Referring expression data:
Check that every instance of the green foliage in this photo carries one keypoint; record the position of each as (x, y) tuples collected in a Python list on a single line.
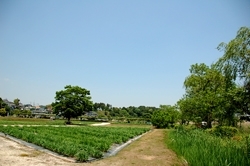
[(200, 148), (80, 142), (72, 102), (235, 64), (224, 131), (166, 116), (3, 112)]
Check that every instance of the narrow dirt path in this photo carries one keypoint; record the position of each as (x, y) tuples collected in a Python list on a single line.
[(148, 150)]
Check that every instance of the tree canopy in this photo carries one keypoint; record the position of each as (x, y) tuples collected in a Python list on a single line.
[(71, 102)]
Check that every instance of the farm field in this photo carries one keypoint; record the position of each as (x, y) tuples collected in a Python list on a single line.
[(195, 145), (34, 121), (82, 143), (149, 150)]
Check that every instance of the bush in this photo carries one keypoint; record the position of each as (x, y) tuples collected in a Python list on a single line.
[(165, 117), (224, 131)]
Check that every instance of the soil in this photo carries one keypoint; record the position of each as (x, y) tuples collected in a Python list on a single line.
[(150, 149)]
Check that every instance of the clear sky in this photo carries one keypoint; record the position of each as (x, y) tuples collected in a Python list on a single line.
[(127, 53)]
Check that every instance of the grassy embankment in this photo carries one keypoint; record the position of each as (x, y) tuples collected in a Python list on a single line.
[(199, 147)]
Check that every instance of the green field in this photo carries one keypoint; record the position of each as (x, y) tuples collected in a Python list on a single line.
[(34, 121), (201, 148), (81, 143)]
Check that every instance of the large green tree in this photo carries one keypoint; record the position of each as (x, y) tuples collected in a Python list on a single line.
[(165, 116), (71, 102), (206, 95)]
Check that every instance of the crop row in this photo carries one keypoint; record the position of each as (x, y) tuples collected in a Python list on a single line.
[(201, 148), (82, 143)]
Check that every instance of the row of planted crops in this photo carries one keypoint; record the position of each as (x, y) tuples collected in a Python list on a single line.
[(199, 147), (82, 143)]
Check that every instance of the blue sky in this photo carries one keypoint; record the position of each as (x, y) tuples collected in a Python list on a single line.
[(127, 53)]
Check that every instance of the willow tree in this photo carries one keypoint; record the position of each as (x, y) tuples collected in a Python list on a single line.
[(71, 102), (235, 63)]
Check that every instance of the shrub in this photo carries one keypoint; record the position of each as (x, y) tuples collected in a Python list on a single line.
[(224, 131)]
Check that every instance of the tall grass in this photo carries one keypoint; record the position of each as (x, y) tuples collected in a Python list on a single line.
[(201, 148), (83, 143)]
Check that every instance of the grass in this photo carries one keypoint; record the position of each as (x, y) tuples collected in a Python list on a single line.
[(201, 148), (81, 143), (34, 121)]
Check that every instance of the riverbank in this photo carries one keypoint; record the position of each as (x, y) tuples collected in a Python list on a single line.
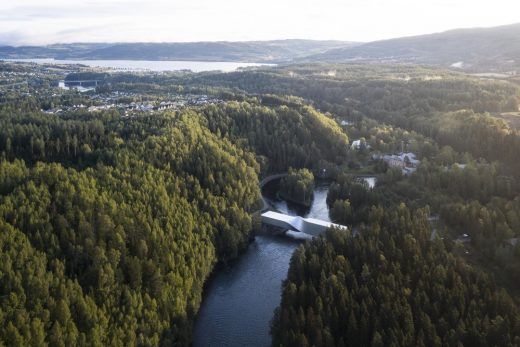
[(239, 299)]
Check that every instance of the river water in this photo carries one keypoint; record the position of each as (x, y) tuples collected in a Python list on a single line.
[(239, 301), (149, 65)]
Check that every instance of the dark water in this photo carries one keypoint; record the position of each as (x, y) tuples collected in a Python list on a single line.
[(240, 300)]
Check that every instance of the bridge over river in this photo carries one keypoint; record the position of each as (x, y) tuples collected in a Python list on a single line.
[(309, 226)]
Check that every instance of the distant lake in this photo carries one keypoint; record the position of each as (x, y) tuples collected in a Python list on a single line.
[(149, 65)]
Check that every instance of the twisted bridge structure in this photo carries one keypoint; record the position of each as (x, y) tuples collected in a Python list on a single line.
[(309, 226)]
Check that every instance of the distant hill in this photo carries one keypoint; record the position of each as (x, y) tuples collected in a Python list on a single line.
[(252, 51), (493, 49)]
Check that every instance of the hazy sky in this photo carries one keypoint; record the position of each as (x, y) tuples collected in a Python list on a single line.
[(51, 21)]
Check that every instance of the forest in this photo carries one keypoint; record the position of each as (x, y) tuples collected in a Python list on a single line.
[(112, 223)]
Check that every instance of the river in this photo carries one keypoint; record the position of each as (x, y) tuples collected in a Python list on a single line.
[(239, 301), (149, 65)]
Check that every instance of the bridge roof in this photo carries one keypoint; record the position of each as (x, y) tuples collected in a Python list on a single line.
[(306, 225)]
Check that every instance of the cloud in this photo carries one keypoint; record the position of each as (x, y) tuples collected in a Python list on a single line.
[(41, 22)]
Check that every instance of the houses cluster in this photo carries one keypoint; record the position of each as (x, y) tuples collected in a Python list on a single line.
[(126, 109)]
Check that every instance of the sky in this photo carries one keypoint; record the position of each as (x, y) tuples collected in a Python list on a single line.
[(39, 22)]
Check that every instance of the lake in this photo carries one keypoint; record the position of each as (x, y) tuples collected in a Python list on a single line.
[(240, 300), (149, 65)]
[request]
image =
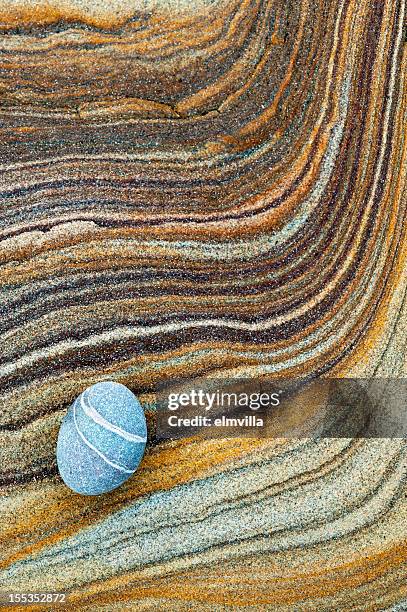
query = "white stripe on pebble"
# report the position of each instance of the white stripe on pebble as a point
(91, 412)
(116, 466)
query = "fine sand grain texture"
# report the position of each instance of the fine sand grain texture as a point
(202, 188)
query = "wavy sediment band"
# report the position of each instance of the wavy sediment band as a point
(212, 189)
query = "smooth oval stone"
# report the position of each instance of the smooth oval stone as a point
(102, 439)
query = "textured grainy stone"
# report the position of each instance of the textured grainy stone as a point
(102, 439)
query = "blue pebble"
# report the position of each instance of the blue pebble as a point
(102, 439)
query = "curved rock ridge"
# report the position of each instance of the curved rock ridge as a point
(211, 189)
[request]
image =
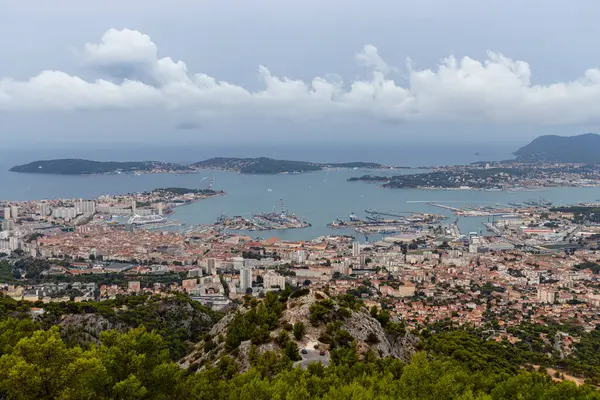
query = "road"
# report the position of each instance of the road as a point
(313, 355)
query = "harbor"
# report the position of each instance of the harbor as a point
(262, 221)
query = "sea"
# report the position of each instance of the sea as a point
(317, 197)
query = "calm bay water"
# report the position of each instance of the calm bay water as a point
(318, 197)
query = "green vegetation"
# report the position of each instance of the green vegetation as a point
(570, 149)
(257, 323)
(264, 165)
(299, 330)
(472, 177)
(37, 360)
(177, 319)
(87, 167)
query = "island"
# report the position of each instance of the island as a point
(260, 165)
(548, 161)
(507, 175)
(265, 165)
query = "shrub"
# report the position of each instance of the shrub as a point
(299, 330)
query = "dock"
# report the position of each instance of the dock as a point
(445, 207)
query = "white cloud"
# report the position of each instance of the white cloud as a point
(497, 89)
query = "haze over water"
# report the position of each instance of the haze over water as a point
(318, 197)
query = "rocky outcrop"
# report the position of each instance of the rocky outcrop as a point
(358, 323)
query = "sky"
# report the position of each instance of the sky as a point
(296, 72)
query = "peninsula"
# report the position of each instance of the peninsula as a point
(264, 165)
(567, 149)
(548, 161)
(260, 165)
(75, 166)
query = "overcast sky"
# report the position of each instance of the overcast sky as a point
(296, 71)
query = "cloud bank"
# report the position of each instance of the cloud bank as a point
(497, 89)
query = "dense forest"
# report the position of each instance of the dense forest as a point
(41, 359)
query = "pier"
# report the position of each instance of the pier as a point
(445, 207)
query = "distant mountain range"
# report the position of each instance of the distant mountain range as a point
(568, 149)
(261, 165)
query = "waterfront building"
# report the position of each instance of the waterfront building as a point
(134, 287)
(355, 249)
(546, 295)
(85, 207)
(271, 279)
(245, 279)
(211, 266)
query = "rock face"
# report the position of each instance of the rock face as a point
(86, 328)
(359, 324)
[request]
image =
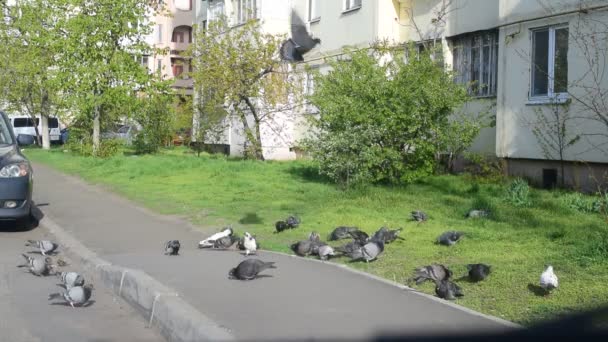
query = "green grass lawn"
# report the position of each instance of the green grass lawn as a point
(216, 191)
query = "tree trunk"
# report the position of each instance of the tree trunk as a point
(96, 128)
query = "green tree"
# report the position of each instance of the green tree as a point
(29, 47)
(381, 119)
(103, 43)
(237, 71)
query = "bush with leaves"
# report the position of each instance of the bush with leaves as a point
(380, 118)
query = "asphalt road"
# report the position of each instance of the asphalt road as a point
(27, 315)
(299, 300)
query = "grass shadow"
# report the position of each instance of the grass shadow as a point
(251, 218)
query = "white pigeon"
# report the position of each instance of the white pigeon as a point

**Task to complete:** Please retype the records above exactly, excluding every picture.

**Written solution:**
Check that every instance of the green foliage in this photo carries one keypoint; record the position of each as (x, y) tuples collected in a Python list on a single line.
[(200, 148), (80, 142), (72, 102), (235, 64), (224, 131), (166, 116), (3, 112)]
Check that every instance of the narrow dirt path in this photo carries one keypoint; record the position of each as (x, y) tuples collected in a Python list on a single line.
[(148, 150)]
Check that every instance of the tree canopy in this photo carries one keypoint; record the position of each as (x, y) tuples collected in a Python list on a single line.
[(71, 102)]
Check that every instance of the farm field in this photo carries one keypoint; record the position of each as (x, y) tuples collected in a Python list on a single line.
[(195, 145), (34, 121), (82, 143), (149, 150)]
Check that every instance of the bush in this photo carries one keypoint; record the position of each as (x, y) tuples collected in a Python list on a single line.
[(165, 117), (224, 131)]
Check that every instance of the soil in this photo carries one keypoint; record the position of each as (x, y) tuples collected in a Python list on a single line.
[(150, 149)]
Check that every instance of the clear sky in this photo carries one keypoint; record the position of each as (x, y) tuples collected in a Python list on a single line.
[(127, 53)]
Check that every instance of the grassy embankment in this photo carries one keypoint; record the position of each as (x, y) tuples collected in a Python list on a single line.
[(199, 147)]
Check that every instance of the green field in this photo carries one keypoint; record the position of each as (x, y) tuples collected in a Python list on a single line.
[(34, 121), (201, 148), (81, 143)]
Check that every instance of the large green tree in this photo carries one keypoint; record the position of each as (x, y) tuples collected in a Python list on a single line.
[(165, 116), (71, 102), (206, 95)]
Check that every instance of the crop row in this photo carries one keypoint; record the position of each as (x, y) tuples collected in a Python list on a single line.
[(201, 148), (82, 143)]
Check that every instance of the row of planted crops in this photo carries one keypoint; record the position of each as (x, y) tuples collected in a Python list on a single line.
[(199, 147), (82, 143)]
Check that every instance of the blue sky in this photo carries one keypoint; record the position of each as (x, y) tuples collected in a Python list on a single line.
[(127, 53)]
Check that every instance of the willow tree in this photo carries one keypoint; record the position of each as (x, y) tuples collected in a Python list on a single line.
[(71, 102), (235, 63)]
Check that every instance of the shrub in this photo carries one keypoint; record the position of each as (x, y) tuples collected in a Python list on a single line.
[(224, 131)]
Check that every instance of the tall grass in this photo carries one keypoint; record the position of each as (x, y) tuples collected in a Python list on a single line.
[(201, 148), (83, 143)]
Check that every instance of the grass in this photo carries one keypoint; record the position of each as (x, y) tuples collected in a Python list on a single line.
[(201, 148), (81, 143), (34, 121)]
Check that every instance of the riverbank in this photo carries one keypoint; record the position of each as (x, y) tuples collected in a Python list on a single line.
[(239, 299)]
Check that every instance of the river water in this photo carries one keypoint; record the position of each as (x, y) tuples collected in a Python list on a single line.
[(239, 301), (149, 65)]
Check that every instance of the dark water in this photo carries one keypoint; record the position of each as (x, y) tuples collected in a Python list on a single line.
[(240, 300)]
Check that every instance of the bridge over river in this photo carries one keypoint; record the position of each as (x, y) tuples collected in a Python list on a single line.
[(309, 226)]
Check that every instance of the distant lake in this photo carries one keypoint; record the position of each as (x, y) tuples collected in a Python list on a single line.
[(149, 65)]
Check that every instance of the twisted bridge structure in this photo carries one keypoint; record the position of each as (x, y) tuples collected in a Python list on a single line.
[(309, 226)]
Check that every instance of the distant hill in this photo carries one keypoint; record the position of each as (x, y) tuples collected in a Python list on a single line.
[(252, 51), (493, 49)]
Check that every instance of the hazy sky in this photo carries one keypoint; record the position of each as (x, y) tuples collected in a Python list on a single line.
[(51, 21)]
Check that every instance of the forest in this photo carries one keypoint; record the position of each as (x, y) tuples collected in a Python list on a single line.
[(112, 223)]
Check that every instance of the river in this photo carries one keypoint; record the position of each as (x, y) tuples collected in a Python list on a single line.
[(239, 301), (149, 65)]
Check that every instance of the bridge roof in this photo carries one keypoint; record the position of each as (x, y) tuples collected in a Python list on a single line.
[(306, 225)]
Check that every instance of the cloud in this photo carries one keypoint; record the position of each as (x, y) tuples collected in a Python list on a single line.
[(41, 22)]
Check that every instance of the houses cluster in this photo carries one keypoint; record the position of each as (x, y) tuples collected in a Python list on a single line.
[(126, 109)]
Check that every instance of the sky in this photo carries one keypoint; record the position of each as (x, y) tuples collected in a Python list on a single line.
[(39, 22)]
Check that every instance of the lake in this photo carries one keypoint; record the position of each as (x, y) tuples collected in a Python list on a single line.
[(240, 300), (149, 65)]
[request]
image =
query = "white stripe on pebble"
# report the position of each instance of the white stripe on pebble as a point
(91, 412)
(116, 466)
query = "fine sand grain texture"
# report the position of each instance of the fine sand grain texture as a point
(202, 188)
query = "wavy sediment band"
# report the position of each instance of the wavy sediment band as a point
(212, 189)
query = "smooth oval stone"
# report the position of each instance of the smooth oval stone as a point
(102, 439)
query = "textured grainy stone"
# report the position of each instance of the textured grainy stone as a point
(102, 439)
query = "blue pebble"
# report the position of each instance of the blue pebble as a point
(102, 439)
query = "curved rock ridge"
# report the position of each instance of the curved rock ridge as a point
(211, 189)
[request]
image =
query = "road"
# report the position of each instance of the road as a point
(313, 355)
query = "harbor"
# report the position of each instance of the harbor as a point
(262, 221)
query = "sea"
# report the position of each instance of the sea as a point
(317, 197)
query = "calm bay water"
# report the position of each instance of the calm bay water as a point
(318, 197)
query = "green vegetation"
# report the position of each instance of the green vegetation as a point
(570, 149)
(257, 323)
(264, 165)
(299, 330)
(472, 177)
(37, 360)
(177, 319)
(87, 167)
query = "island"
# report the position of each instance of the island as a point
(260, 165)
(548, 161)
(507, 175)
(265, 165)
query = "shrub"
# report the position of each instance of the shrub as a point
(299, 330)
query = "dock"
# report the position of each instance of the dock as a point
(445, 207)
query = "white cloud"
# report the position of each instance of the white cloud as a point
(497, 89)
query = "haze over water"
# report the position of each instance of the haze over water as a point
(318, 197)
query = "rocky outcrop"
# report the position of each instance of the rocky outcrop as a point
(358, 323)
query = "sky"
# report the position of each instance of the sky as a point
(296, 72)
query = "peninsula"
# report the position of each instance of the peninsula as a point
(264, 165)
(567, 149)
(548, 161)
(260, 165)
(75, 166)
query = "overcast sky"
# report the position of each instance of the overcast sky as a point
(296, 71)
query = "cloud bank"
# report the position of each instance of the cloud bank as a point
(497, 89)
query = "dense forest"
# report the position of each instance of the dense forest as a point
(41, 359)
query = "pier"
# report the position of each instance of the pier as a point
(445, 207)
query = "distant mountain range"
# report the position of each instance of the distant mountain range as a point
(568, 149)
(261, 165)
query = "waterfront building"
# report the position of each instance of the waterfront building as a point
(134, 287)
(355, 249)
(546, 295)
(85, 207)
(271, 279)
(245, 279)
(211, 266)
query = "rock face"
# report the position of each instance of the rock face as a point
(86, 328)
(359, 324)
[request]
image =
query = "green grass lawn"
# report the position of each instance of the green grass lawn as a point
(216, 191)
query = "tree trunk"
# report the position of each instance of the tree trunk as a point
(96, 128)
query = "green tree"
# report the position of each instance of the green tree as a point
(29, 47)
(381, 119)
(103, 43)
(237, 71)
query = "bush with leaves"
# report the position of each instance of the bush with leaves as a point
(380, 118)
query = "asphalt road"
# report the position of each instance of the asphalt road as a point
(27, 315)
(299, 300)
query = "grass shadow"
# report the position of each instance of the grass shadow as a point
(251, 218)
query = "white pigeon"
# report the position of each instance of the white pigeon as a point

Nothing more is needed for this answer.